■ What you should do
Retype every row below word for word, changing nothing.

◆ ◆ ◆ ◆

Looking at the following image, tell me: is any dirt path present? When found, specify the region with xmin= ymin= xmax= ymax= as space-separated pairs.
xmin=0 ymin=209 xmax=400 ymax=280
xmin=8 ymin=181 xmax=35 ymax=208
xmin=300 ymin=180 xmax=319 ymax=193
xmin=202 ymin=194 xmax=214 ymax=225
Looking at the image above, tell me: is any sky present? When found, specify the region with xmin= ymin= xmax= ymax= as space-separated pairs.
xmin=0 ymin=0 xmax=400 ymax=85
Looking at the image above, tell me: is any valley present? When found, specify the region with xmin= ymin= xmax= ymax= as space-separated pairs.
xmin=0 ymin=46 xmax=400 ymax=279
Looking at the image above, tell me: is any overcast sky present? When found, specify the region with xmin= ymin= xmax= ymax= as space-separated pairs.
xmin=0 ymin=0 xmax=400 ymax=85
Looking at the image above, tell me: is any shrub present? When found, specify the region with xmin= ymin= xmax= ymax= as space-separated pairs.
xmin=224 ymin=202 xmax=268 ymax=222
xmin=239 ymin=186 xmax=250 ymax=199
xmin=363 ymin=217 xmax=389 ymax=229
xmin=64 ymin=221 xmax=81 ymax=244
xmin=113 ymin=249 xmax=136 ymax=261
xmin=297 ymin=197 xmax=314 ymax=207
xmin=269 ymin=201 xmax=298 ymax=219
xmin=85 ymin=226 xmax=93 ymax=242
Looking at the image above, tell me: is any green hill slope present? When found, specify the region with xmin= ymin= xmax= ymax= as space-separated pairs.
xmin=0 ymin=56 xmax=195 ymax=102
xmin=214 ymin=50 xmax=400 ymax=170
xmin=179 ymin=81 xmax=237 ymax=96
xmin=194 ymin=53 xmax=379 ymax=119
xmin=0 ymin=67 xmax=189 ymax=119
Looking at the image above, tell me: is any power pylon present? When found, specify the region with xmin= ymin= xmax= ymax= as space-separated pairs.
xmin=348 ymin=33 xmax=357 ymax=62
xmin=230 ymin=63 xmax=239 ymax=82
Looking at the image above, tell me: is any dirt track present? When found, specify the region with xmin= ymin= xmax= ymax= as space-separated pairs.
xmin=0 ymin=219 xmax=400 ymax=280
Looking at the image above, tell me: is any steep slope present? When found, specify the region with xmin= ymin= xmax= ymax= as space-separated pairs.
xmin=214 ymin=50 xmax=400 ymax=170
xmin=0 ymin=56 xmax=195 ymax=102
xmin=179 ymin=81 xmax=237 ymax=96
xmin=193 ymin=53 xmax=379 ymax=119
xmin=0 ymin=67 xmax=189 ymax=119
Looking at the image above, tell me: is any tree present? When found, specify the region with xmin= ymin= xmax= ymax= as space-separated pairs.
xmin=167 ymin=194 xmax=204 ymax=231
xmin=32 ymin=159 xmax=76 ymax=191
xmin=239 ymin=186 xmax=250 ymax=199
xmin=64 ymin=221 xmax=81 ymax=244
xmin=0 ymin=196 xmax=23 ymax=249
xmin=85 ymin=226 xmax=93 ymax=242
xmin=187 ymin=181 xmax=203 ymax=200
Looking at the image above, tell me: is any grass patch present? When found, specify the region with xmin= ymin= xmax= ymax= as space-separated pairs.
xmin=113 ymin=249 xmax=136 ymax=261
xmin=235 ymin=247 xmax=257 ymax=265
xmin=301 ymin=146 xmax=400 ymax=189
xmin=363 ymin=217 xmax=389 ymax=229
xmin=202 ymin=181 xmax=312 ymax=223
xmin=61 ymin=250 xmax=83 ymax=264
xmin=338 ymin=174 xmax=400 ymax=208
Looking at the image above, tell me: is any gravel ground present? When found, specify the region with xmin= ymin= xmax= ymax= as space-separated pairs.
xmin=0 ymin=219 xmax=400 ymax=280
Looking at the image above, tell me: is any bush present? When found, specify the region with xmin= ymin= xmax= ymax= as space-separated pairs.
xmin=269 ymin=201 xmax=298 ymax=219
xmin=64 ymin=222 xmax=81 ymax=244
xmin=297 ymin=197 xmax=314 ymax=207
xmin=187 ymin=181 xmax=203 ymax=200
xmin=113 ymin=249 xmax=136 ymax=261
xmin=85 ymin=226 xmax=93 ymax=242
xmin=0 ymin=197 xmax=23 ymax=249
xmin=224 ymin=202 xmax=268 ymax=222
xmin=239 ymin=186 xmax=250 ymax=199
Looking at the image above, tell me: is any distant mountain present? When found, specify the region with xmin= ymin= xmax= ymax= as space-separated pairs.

◆ ◆ ◆ ◆

■ Exercise response
Looking at the following image, tell me: is any dirt path present? When found, specify the region with xmin= ymin= xmax= ymax= as space-separated pairs.
xmin=0 ymin=209 xmax=400 ymax=280
xmin=8 ymin=181 xmax=35 ymax=208
xmin=300 ymin=180 xmax=319 ymax=193
xmin=202 ymin=194 xmax=214 ymax=225
Looking at the image above, tell me: is any sky present? When found, specify the region with xmin= ymin= xmax= ymax= as space-separated pairs.
xmin=0 ymin=0 xmax=400 ymax=85
Looking at the image above, tell me: is any valley present? When found, specify the region with xmin= ymin= xmax= ymax= as space-separated pairs.
xmin=0 ymin=46 xmax=400 ymax=279
Looking at the image above, tell me: is any overcast sky present? When found, specify the region with xmin= ymin= xmax= ymax= as space-separated pairs.
xmin=0 ymin=0 xmax=400 ymax=85
Looking at the image above, tell me: is any shrub present? When found, specify the region with xmin= ymin= xmax= ymax= as space-separated pairs.
xmin=224 ymin=202 xmax=268 ymax=222
xmin=239 ymin=186 xmax=250 ymax=199
xmin=363 ymin=217 xmax=389 ymax=229
xmin=64 ymin=221 xmax=81 ymax=244
xmin=113 ymin=249 xmax=136 ymax=261
xmin=297 ymin=197 xmax=314 ymax=207
xmin=269 ymin=201 xmax=298 ymax=219
xmin=85 ymin=226 xmax=93 ymax=242
Looking at the image above, tell me: is any green hill slope present? When found, specify the region with xmin= ymin= xmax= ymax= as space-separated pairs.
xmin=0 ymin=56 xmax=195 ymax=102
xmin=214 ymin=50 xmax=400 ymax=170
xmin=179 ymin=81 xmax=237 ymax=96
xmin=194 ymin=53 xmax=379 ymax=119
xmin=0 ymin=67 xmax=189 ymax=119
Looking at the image above, tell me: is any power pylon present? When found, specify the region with xmin= ymin= xmax= ymax= as space-separated pairs.
xmin=348 ymin=33 xmax=357 ymax=62
xmin=230 ymin=63 xmax=239 ymax=82
Looking at the image above, tell me: is any dirt track present? When found, specify the region with xmin= ymin= xmax= ymax= as space-separated pairs.
xmin=0 ymin=219 xmax=400 ymax=280
Looking at the image above, tell me: is any steep slope present? When found, specify the region with xmin= ymin= xmax= ymax= as space-separated pairs.
xmin=214 ymin=50 xmax=400 ymax=170
xmin=0 ymin=56 xmax=195 ymax=102
xmin=179 ymin=81 xmax=237 ymax=96
xmin=193 ymin=53 xmax=379 ymax=119
xmin=0 ymin=67 xmax=189 ymax=119
Looking at the image above, tell me: is any tree present? When found, specify the region with xmin= ymin= xmax= ymax= as space-separated pairs.
xmin=167 ymin=194 xmax=204 ymax=231
xmin=32 ymin=159 xmax=76 ymax=191
xmin=239 ymin=186 xmax=250 ymax=199
xmin=64 ymin=221 xmax=81 ymax=244
xmin=0 ymin=196 xmax=23 ymax=249
xmin=85 ymin=226 xmax=93 ymax=242
xmin=187 ymin=181 xmax=203 ymax=200
Looking at the image above, tell me: is any grass patch present? When found, specify the region with xmin= ymin= xmax= ymax= as space-separated pairs.
xmin=113 ymin=249 xmax=136 ymax=261
xmin=235 ymin=247 xmax=257 ymax=265
xmin=301 ymin=146 xmax=400 ymax=189
xmin=363 ymin=217 xmax=389 ymax=229
xmin=202 ymin=181 xmax=312 ymax=223
xmin=61 ymin=250 xmax=83 ymax=264
xmin=338 ymin=174 xmax=400 ymax=208
Looking at the image above, tell me: is any gravel ground present? When found, specify the region with xmin= ymin= xmax= ymax= as space-separated pairs.
xmin=0 ymin=219 xmax=400 ymax=280
Looking at the image above, tell me: is any bush present? When found, specify the region with xmin= ymin= xmax= ymax= as space-separated pairs.
xmin=269 ymin=201 xmax=298 ymax=219
xmin=64 ymin=222 xmax=81 ymax=244
xmin=297 ymin=197 xmax=314 ymax=207
xmin=187 ymin=181 xmax=203 ymax=200
xmin=113 ymin=249 xmax=136 ymax=261
xmin=85 ymin=226 xmax=93 ymax=242
xmin=0 ymin=197 xmax=23 ymax=249
xmin=224 ymin=202 xmax=268 ymax=222
xmin=239 ymin=186 xmax=250 ymax=199
Looking at the image above, tell me: is any distant mountain present? When found, specify the region with xmin= ymin= xmax= ymax= as space-separated pairs.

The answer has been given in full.